WORK TO DO: Rewrite all of the lines below with each request kept as it is. Multiply every point coordinate in the answers by 1.45, round each result to a whole number with halves rounded up, and leave the pictures out.

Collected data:
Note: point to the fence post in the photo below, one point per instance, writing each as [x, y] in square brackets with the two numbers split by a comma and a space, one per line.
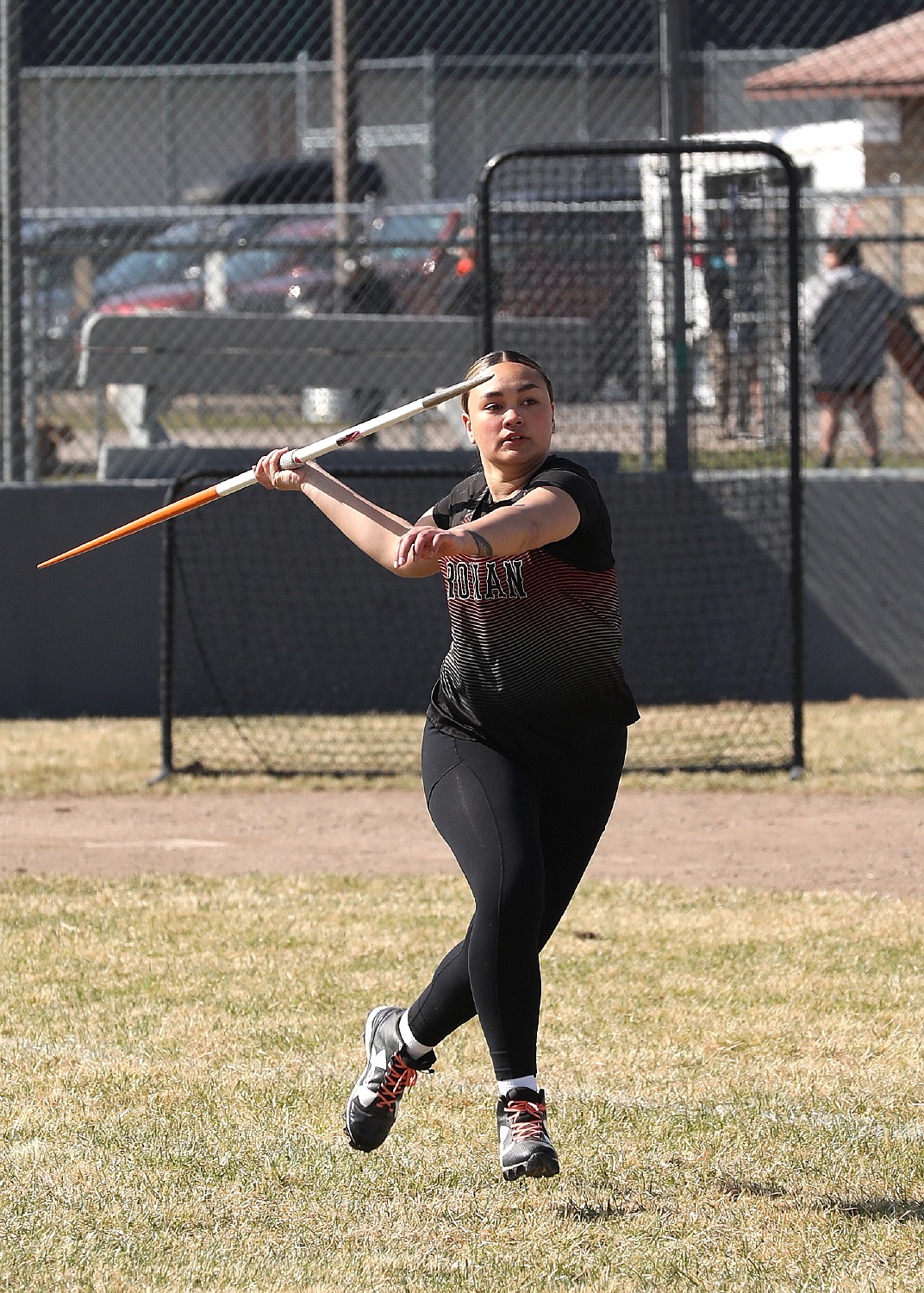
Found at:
[10, 246]
[671, 44]
[897, 278]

OUTPUT FOR THIS TASK:
Note: point to the fence post in the photo below, one point per instance, writing each as [x, y] in square brackets with the two numbers split by a comma and a space, one per line.
Found at:
[15, 357]
[973, 64]
[1301, 403]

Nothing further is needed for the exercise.